» O que fazer: Reproduza na íntegra, sem nenhuma alteração, o texto sobre a responsabilidade do advogado.

» Texto fornecido:
::::::::::
Além disso, deve-se destacar, por oportuno, que o advogado, de acordo com o art. 32, do Estatuto de Advocacia, é responsável pelos atos que, no exercício profissional, praticar com dolo ou culpa e, em caso de lide temerária, será solidariamente responsável com seu cliente, desde que coligado com este para lesar a parte contrária, o que deverá ser devidamente apurado em ação própria para essa finalidade.
::::::::::
» Extrato de dados:
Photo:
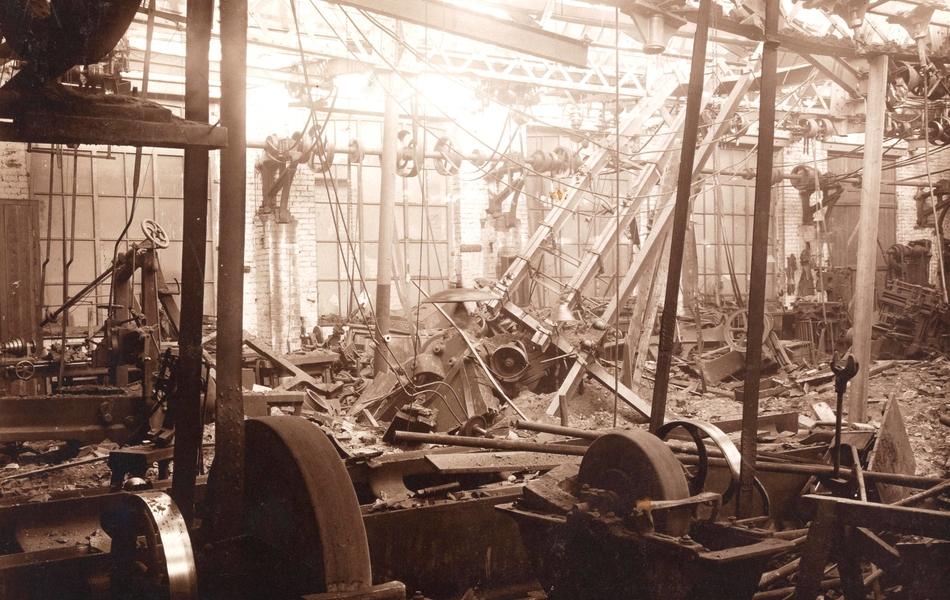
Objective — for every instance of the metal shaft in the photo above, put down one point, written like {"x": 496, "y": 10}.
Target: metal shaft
{"x": 387, "y": 200}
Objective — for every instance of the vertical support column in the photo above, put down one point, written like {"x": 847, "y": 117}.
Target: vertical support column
{"x": 229, "y": 412}
{"x": 694, "y": 102}
{"x": 867, "y": 237}
{"x": 187, "y": 398}
{"x": 757, "y": 271}
{"x": 387, "y": 201}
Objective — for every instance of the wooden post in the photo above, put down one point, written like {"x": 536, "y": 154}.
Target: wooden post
{"x": 228, "y": 508}
{"x": 757, "y": 269}
{"x": 185, "y": 404}
{"x": 387, "y": 199}
{"x": 867, "y": 237}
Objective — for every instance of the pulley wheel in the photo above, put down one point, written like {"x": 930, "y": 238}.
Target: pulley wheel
{"x": 25, "y": 369}
{"x": 471, "y": 427}
{"x": 637, "y": 466}
{"x": 155, "y": 234}
{"x": 300, "y": 500}
{"x": 448, "y": 163}
{"x": 356, "y": 151}
{"x": 509, "y": 362}
{"x": 321, "y": 159}
{"x": 803, "y": 178}
{"x": 409, "y": 155}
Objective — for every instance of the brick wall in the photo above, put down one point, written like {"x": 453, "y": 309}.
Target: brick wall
{"x": 14, "y": 174}
{"x": 790, "y": 234}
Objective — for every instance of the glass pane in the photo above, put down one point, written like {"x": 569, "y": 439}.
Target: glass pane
{"x": 113, "y": 216}
{"x": 110, "y": 177}
{"x": 170, "y": 176}
{"x": 145, "y": 173}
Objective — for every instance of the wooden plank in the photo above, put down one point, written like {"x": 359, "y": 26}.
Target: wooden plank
{"x": 497, "y": 462}
{"x": 20, "y": 293}
{"x": 892, "y": 453}
{"x": 864, "y": 297}
{"x": 54, "y": 129}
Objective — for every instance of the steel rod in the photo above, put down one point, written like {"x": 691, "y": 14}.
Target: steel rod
{"x": 487, "y": 443}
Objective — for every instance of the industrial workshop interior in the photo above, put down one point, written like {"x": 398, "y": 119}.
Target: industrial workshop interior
{"x": 474, "y": 300}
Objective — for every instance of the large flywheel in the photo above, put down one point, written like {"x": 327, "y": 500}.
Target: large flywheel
{"x": 300, "y": 501}
{"x": 637, "y": 467}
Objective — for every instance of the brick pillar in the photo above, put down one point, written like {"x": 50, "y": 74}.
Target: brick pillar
{"x": 278, "y": 296}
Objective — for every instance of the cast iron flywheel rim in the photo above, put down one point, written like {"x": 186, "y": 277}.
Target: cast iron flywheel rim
{"x": 644, "y": 461}
{"x": 299, "y": 498}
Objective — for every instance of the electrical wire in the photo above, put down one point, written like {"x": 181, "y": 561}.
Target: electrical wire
{"x": 335, "y": 194}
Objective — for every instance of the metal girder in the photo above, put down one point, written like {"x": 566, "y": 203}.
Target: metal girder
{"x": 559, "y": 214}
{"x": 590, "y": 263}
{"x": 654, "y": 242}
{"x": 837, "y": 70}
{"x": 480, "y": 27}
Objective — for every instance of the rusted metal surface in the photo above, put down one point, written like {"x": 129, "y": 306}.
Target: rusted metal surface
{"x": 300, "y": 500}
{"x": 622, "y": 540}
{"x": 58, "y": 35}
{"x": 89, "y": 419}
::::::::::
» Resolução do exercício:
Além disso, deve-se destacar, por oportuno, que o advogado, de acordo com o art. 32, do Estatuto de Advocacia, é responsável pelos atos que, no exercício profissional, praticar com dolo ou culpa e, em caso de lide temerária, será solidariamente responsável com seu cliente, desde que coligado com este para lesar a parte contrária, o que deverá ser devidamente apurado em ação própria para essa finalidade.